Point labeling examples
################

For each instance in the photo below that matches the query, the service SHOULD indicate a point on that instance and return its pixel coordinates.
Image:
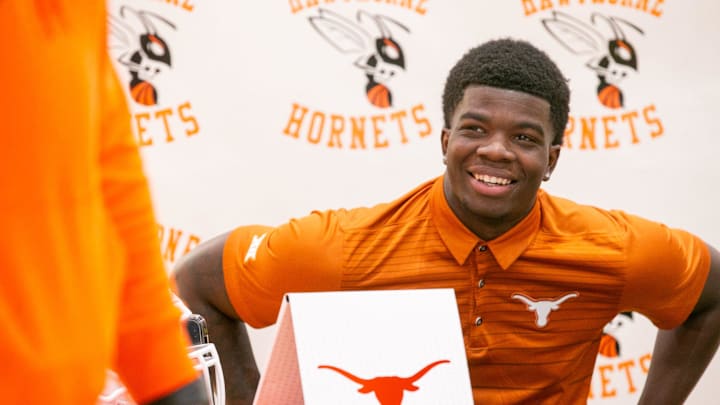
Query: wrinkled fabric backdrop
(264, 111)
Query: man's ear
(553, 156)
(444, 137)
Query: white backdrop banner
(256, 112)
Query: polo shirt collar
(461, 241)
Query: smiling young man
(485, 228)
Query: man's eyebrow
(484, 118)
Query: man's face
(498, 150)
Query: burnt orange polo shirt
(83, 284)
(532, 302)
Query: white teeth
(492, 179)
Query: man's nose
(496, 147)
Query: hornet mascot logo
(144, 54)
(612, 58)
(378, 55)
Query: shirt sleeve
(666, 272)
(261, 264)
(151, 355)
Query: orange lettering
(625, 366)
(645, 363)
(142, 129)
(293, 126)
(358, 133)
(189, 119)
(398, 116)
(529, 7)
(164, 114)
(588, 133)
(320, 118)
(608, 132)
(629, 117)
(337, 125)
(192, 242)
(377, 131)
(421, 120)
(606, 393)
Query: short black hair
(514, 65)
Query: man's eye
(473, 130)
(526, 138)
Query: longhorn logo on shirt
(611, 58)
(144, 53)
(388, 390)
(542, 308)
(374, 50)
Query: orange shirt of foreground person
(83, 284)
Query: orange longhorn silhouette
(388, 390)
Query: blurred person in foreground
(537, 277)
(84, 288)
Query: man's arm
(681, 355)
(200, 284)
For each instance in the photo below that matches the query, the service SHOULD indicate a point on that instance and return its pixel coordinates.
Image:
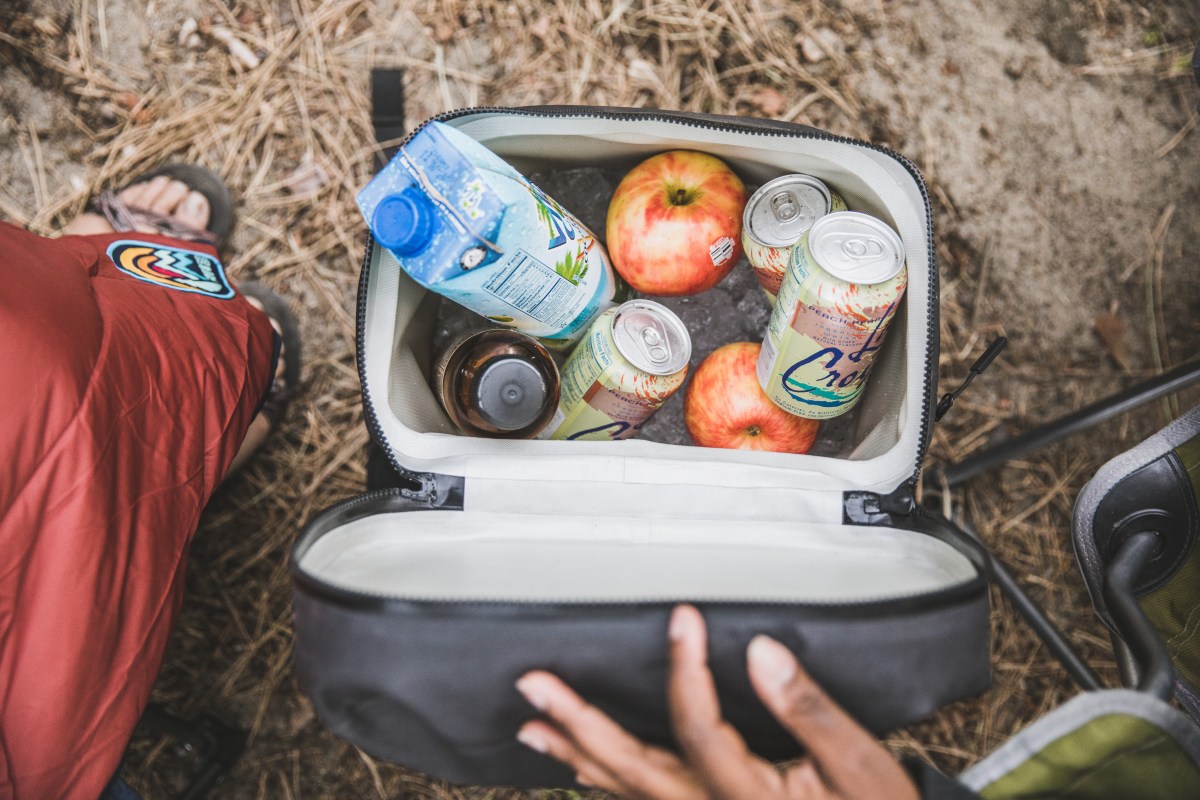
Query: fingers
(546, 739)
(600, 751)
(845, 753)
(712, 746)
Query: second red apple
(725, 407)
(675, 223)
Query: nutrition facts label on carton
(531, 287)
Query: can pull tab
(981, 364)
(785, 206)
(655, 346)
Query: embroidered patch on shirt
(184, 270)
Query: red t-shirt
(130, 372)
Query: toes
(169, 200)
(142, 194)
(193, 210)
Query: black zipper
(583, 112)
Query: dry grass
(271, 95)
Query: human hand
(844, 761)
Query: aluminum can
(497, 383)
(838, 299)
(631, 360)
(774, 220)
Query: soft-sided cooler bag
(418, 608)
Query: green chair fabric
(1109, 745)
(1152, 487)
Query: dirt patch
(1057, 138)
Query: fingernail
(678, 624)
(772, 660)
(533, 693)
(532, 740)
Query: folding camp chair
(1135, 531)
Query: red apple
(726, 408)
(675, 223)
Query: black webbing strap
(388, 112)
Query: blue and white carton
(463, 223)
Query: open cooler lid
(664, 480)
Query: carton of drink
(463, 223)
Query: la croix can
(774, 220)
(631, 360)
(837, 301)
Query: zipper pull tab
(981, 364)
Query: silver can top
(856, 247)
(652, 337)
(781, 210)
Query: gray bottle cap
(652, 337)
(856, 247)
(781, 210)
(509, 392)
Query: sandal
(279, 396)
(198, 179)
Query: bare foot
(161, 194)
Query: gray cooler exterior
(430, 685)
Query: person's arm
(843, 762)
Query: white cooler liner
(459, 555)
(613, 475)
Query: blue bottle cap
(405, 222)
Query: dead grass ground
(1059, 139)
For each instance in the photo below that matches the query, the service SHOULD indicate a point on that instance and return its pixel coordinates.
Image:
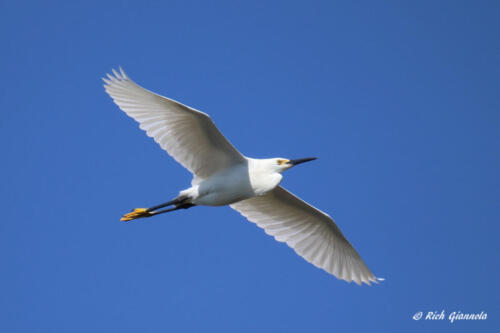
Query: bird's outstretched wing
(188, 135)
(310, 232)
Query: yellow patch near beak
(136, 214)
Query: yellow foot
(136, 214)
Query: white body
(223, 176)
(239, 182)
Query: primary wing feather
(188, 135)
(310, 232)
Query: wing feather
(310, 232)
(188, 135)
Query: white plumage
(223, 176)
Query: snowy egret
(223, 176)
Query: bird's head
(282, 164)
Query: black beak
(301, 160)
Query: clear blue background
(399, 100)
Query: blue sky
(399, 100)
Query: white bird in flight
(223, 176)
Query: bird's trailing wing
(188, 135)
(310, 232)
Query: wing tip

################

(Task brief):
Repeat the listing above exactly, with no pictures.

(Exercise result):
For each instance in the photo below that matches the query, the service SHOULD indicate a point on that instance and return its pixel coordinates.
Image:
Query: wrinkled fabric backdrop
(264, 111)
Query: man's ear
(553, 156)
(444, 137)
Query: white backdrop banner
(256, 112)
Query: polo shirt collar
(461, 241)
Query: smiling young man
(485, 228)
Query: man's eyebrow
(484, 118)
Query: man's face
(498, 150)
Query: burnt orange polo shirt
(83, 284)
(532, 302)
Query: white teeth
(492, 179)
Query: man's nose
(496, 147)
Query: hornet mascot logo
(144, 54)
(612, 58)
(378, 55)
Query: shirt sleeve
(666, 272)
(261, 264)
(151, 355)
Query: orange lettering
(625, 366)
(645, 363)
(142, 129)
(293, 126)
(358, 133)
(189, 119)
(398, 116)
(529, 7)
(164, 114)
(588, 133)
(320, 118)
(608, 132)
(629, 117)
(337, 125)
(192, 242)
(377, 131)
(421, 120)
(606, 393)
Query: short black hair
(514, 65)
Query: man's eye
(473, 130)
(526, 138)
Query: longhorn logo on shirt
(611, 58)
(144, 53)
(388, 390)
(542, 308)
(374, 50)
Query: orange shirt of foreground person
(83, 284)
Query: orange longhorn silhouette
(388, 390)
Query: blurred person in foreground
(537, 277)
(84, 288)
Query: man's arm
(681, 355)
(200, 284)
For each instance in the photo below that matches the query, the service SHOULD indicate a point on that instance and return its pixel coordinates.
Image:
Query: fingers
(546, 739)
(600, 751)
(845, 753)
(712, 746)
Query: second red apple
(725, 407)
(675, 223)
Query: nutrition facts label on carton
(531, 287)
Query: can pull tab
(981, 364)
(785, 206)
(655, 346)
Query: embroidered patch on shirt
(184, 270)
Query: red t-shirt
(130, 372)
Query: toes
(169, 200)
(142, 194)
(193, 210)
Query: black zipper
(583, 112)
Query: dry grass
(271, 95)
Query: human hand
(844, 761)
Query: aluminum can
(497, 383)
(838, 299)
(631, 360)
(774, 220)
Query: soft-sided cooler bag
(418, 608)
Query: green chair fabric
(1109, 745)
(1152, 487)
Query: dirt patch
(1057, 138)
Query: fingernail
(678, 624)
(772, 660)
(533, 693)
(532, 740)
Query: folding camp chair
(1135, 531)
Query: red apple
(726, 408)
(675, 223)
Query: black webbing strap
(388, 112)
Query: blue and white carton
(463, 223)
Query: open cooler lid
(664, 480)
Query: carton of drink
(463, 223)
Query: la croix can
(774, 220)
(631, 360)
(837, 301)
Query: zipper pull tab
(981, 364)
Query: silver can top
(856, 247)
(652, 337)
(781, 210)
Query: gray bottle cap
(652, 337)
(856, 247)
(781, 210)
(509, 392)
Query: sandal
(279, 396)
(198, 179)
Query: bare foot
(161, 194)
Query: gray cooler exterior
(430, 685)
Query: person's arm
(843, 762)
Query: white cooler liner
(459, 555)
(613, 475)
Query: blue bottle cap
(405, 222)
Query: dead grass ground
(1059, 139)
For each instance in the photo below that matches the query, the service SHOULD indicate a point on that instance and return its pixel coordinates.
Image:
Query: bird's outstretched wing
(188, 135)
(310, 232)
Query: yellow patch near beak
(136, 214)
Query: yellow foot
(136, 214)
Query: white body
(223, 176)
(239, 182)
Query: primary wing feather
(188, 135)
(310, 232)
Query: wing feather
(310, 232)
(188, 135)
Query: white plumage
(223, 176)
Query: snowy egret
(223, 176)
Query: bird's head
(282, 164)
Query: black beak
(301, 160)
Query: clear blue background
(399, 100)
Query: blue sky
(399, 100)
Query: white bird in flight
(223, 176)
Query: bird's trailing wing
(188, 135)
(310, 232)
Query: wing tip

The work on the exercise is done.